> Task statement
Copy out the entries exactly, from the first line to the last.

> Material for the task
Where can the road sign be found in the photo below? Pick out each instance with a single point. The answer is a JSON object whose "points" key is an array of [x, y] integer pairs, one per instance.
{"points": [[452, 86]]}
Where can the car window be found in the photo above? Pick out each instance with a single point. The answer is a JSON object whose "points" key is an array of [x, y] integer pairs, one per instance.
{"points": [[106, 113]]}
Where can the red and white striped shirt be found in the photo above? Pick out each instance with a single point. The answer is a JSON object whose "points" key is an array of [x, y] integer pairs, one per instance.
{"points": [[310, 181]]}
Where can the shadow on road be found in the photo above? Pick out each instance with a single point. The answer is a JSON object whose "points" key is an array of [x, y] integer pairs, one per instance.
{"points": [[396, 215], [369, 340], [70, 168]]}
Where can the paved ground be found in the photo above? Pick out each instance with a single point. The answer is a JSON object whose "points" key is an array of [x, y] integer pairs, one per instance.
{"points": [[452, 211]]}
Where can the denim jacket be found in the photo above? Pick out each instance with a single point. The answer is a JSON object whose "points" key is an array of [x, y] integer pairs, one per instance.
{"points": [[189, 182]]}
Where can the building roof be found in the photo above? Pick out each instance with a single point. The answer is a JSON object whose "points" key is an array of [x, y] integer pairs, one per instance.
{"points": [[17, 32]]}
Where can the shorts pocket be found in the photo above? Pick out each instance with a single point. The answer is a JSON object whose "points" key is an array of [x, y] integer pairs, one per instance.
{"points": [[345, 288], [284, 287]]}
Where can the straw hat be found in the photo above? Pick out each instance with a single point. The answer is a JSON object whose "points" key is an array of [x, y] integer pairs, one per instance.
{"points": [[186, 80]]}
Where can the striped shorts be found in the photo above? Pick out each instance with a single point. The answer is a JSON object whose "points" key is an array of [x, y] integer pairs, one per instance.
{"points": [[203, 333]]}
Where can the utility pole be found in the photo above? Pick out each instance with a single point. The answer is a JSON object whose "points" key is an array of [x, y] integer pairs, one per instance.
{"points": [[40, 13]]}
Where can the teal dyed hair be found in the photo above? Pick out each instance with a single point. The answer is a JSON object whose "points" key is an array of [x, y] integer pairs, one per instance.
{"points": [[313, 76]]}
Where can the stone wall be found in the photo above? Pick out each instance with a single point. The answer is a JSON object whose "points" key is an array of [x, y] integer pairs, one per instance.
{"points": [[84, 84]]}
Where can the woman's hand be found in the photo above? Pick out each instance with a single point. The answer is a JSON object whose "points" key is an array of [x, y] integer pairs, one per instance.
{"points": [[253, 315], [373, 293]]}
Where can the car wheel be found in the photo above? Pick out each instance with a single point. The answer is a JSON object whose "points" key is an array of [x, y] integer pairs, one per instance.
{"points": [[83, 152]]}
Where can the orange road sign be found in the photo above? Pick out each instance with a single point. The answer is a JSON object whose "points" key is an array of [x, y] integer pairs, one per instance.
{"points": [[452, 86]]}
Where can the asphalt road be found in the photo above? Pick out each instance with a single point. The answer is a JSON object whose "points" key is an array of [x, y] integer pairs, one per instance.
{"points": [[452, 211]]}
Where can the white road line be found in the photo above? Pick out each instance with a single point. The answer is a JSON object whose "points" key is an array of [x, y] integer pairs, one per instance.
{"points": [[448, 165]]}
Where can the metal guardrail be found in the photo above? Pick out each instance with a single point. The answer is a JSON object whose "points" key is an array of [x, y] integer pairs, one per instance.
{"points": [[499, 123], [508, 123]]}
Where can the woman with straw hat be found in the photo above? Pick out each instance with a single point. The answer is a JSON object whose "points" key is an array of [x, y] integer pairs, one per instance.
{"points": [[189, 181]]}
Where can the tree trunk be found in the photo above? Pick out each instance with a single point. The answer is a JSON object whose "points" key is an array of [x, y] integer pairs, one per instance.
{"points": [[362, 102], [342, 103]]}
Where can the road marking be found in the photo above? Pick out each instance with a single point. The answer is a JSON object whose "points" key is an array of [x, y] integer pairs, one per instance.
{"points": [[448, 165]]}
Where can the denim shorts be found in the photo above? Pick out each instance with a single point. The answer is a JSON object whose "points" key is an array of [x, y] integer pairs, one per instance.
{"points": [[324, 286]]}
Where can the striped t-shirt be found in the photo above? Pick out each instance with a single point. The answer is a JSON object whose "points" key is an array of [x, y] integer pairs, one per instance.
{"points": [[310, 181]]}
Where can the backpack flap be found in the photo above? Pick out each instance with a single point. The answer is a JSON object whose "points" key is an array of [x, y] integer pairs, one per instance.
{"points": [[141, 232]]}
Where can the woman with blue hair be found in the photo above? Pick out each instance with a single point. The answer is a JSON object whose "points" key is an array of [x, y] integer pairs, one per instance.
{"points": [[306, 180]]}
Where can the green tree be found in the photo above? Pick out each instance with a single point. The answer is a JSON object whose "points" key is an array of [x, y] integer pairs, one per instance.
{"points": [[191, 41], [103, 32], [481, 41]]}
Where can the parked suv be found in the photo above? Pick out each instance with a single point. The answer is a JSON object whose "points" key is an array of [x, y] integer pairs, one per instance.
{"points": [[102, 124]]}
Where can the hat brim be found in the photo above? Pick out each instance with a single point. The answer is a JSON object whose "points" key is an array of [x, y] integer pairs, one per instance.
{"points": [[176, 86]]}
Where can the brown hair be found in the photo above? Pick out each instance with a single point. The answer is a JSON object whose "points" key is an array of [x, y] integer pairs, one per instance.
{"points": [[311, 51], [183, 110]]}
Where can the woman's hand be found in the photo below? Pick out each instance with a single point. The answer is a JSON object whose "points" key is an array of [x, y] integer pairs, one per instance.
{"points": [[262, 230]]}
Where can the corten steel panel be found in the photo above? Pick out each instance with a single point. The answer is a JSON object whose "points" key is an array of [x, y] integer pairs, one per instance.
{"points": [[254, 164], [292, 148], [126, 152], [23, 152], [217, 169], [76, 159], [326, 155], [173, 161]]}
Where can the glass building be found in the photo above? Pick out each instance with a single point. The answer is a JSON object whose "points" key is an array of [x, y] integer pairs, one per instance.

> Final result
Where can the road sign be found in the photo below? Pick out each instance with a single point. The answer is a JSON object whose "points" key is an array of [x, y] integer pairs, one per instance.
{"points": [[452, 86]]}
Where can the car window be found in the photo above? Pick out each instance with a single point. The answer is a JSON object whose "points" key is an array of [x, y] integer pairs, one per instance.
{"points": [[106, 113]]}
Where can the red and white striped shirt be found in the photo above? Pick out each instance with a single point. The answer is a JSON object whose "points" key is an array of [x, y] integer pairs, one per instance.
{"points": [[310, 181]]}
Where can the shadow on road be found in the photo above? Pick out each instance with a single point. The answer is a JSON object whose "points" key is an array of [x, y] integer pairs, one per instance.
{"points": [[396, 215], [369, 340], [70, 168]]}
Where can the paved ground be found in the photo above? Pick out each instance with a single point. The answer is a JSON object whose "points" key is an array of [x, y] integer pairs, one per instance.
{"points": [[452, 211]]}
Where can the denim jacket be found in the photo above? Pick out each instance with a single point. The answer is a JSON object whose "points" key is an array of [x, y] integer pairs, one per instance.
{"points": [[189, 182]]}
Where can the building roof be found in the photo above? Pick out each instance with a single point. The answer is a JSON object whose "points" key is an array of [x, y] integer pairs, one per instance.
{"points": [[17, 32]]}
Where can the shorts pocket be found in the photo above? Pick out each instance with a single point. The answer is a JSON object whose "points" key is an array of [x, y] integer pairs, one per instance.
{"points": [[345, 288], [284, 287]]}
Where can the straw hat be found in the photo above? Pick out each instance with a single point. The answer is a JSON object whose "points" key is an array of [x, y] integer pairs, one per instance.
{"points": [[186, 80]]}
Where can the striped shorts be found in the photo above? Pick out each instance with a single point. The answer is a JSON object whose "points" key is an array of [x, y] integer pairs, one per instance.
{"points": [[203, 333]]}
Where can the utility pole be found in the photo above? Pick out each instance with a single point. The answer is a JSON object whose "points" key is an array of [x, y] integer pairs, one per instance.
{"points": [[40, 13]]}
Where can the teal dyed hair be found in the photo above? Pick out each instance with a single point. The answer is a JSON object whose "points" key is an array of [x, y] integer pairs, one per instance.
{"points": [[313, 76]]}
Where can the stone wall be found in the photo above? Pick out each instance with a single point. The answer is a JSON object whose "points" key is an array of [x, y] integer pairs, one per instance.
{"points": [[84, 84]]}
Where can the woman's hand be found in the photo above? Pick out each instance with a single point. The answer is a JSON object whose "points" key is an array of [x, y] integer pairs, one per instance.
{"points": [[253, 315], [373, 293]]}
Where can the car wheel be found in the photo above? Pick out each instance with a single point. The answer is a JSON object whose "points" key is an array of [x, y] integer pairs, one per instance.
{"points": [[83, 152]]}
Where can the orange road sign be found in the photo above? Pick out each instance with a single point. The answer is a JSON object whose "points" key is an array of [x, y] integer pairs, one per instance.
{"points": [[452, 86]]}
Where can the asphalt road be found in the photo above? Pick out each instance with a single point. The answer is a JSON object whose "points" key is an array of [x, y] integer pairs, one per instance.
{"points": [[452, 211]]}
Where can the white road line be found in the photo above? Pick out each instance with a single point. The answer is a JSON object whose "points" key is an array of [x, y] integer pairs, one per instance.
{"points": [[448, 165]]}
Where can the metal guardrail be found in the photo above? Pick out each instance with a single point. The answer is a JSON object whose "points" key is an array of [x, y] integer pairs, one per instance.
{"points": [[499, 123], [508, 123]]}
Where can the woman with straw hat be found in the photo above? Pick out each instance with a single point. The answer is a JSON object whose "points" key is an array of [x, y] integer pairs, one per instance.
{"points": [[189, 181]]}
Where can the tree trunk be found in the photo above? Pick out each instance with a single point. The answer is a JSON object whose "points" key is an array of [x, y] integer pairs, one per instance.
{"points": [[362, 102], [342, 103]]}
Where can the road marking be found in the photo above? Pick out each instance with a single point. The answer is a JSON object whose "points" key is an array of [x, y] integer pairs, one per instance.
{"points": [[448, 165]]}
Where can the denim shorts be found in the photo above? Pick out each instance with a single point. The answer is a JSON object whose "points" key is an array of [x, y] integer pairs, one per instance.
{"points": [[324, 286]]}
Where can the striped t-shirt be found in the photo above? Pick out each instance with a single point. The answer is a JSON object whose "points" key is an array of [x, y] integer pairs, one per instance.
{"points": [[310, 181]]}
Where can the backpack flap be found in the photo above? Pick out each instance with a single point. The answer is a JSON object whose "points" key is an array of [x, y] integer pairs, one per instance.
{"points": [[141, 232]]}
Where can the woman with blue hair be found in the photo above? Pick out each instance with a single point. The answer is a JSON object whose "points" key is an array of [x, y] integer pairs, one per instance.
{"points": [[306, 180]]}
Where can the green tree be found in the photo above? Pick out each instance with a single point. The answer is a JSON object whose "points" key is an array of [x, y] integer pairs, one per instance.
{"points": [[191, 41], [103, 32], [481, 41]]}
Where can the parked suv be found in the photo above? Pick out each instance with a single point. The answer is a JSON object whose "points" key is an array of [x, y] integer pairs, one per instance.
{"points": [[102, 124]]}
Where can the hat brim be found in the photo above? Pick out each instance with a single point. The answer is a JSON object whose "points" key is an array of [x, y] integer pairs, one per instance.
{"points": [[176, 86]]}
Where can the brown hair be found in the photo above? Pick out each instance with a single point. The answer is a JSON object whose "points" key is an array of [x, y] integer pairs, one per instance.
{"points": [[311, 51], [183, 110]]}
Where can the woman's hand be found in the photo below? Pick out each instance with a single point. The answer is a JSON object whose "points" key is an array of [x, y] integer pairs, one per instance.
{"points": [[262, 230]]}
Where can the corten steel panel be found in the photo above? Pick out each instance with a single point. The answer is a JSON object whose "points" key is an array of [x, y] integer pairs, one per instance.
{"points": [[254, 164], [292, 148], [126, 152], [23, 152], [217, 169], [76, 159], [326, 155], [173, 161]]}
Where can the glass building be found in the photo above? Pick out each instance with a single point. The answer is a JSON object whose "points" key is an array of [x, y] integer pairs, one per instance.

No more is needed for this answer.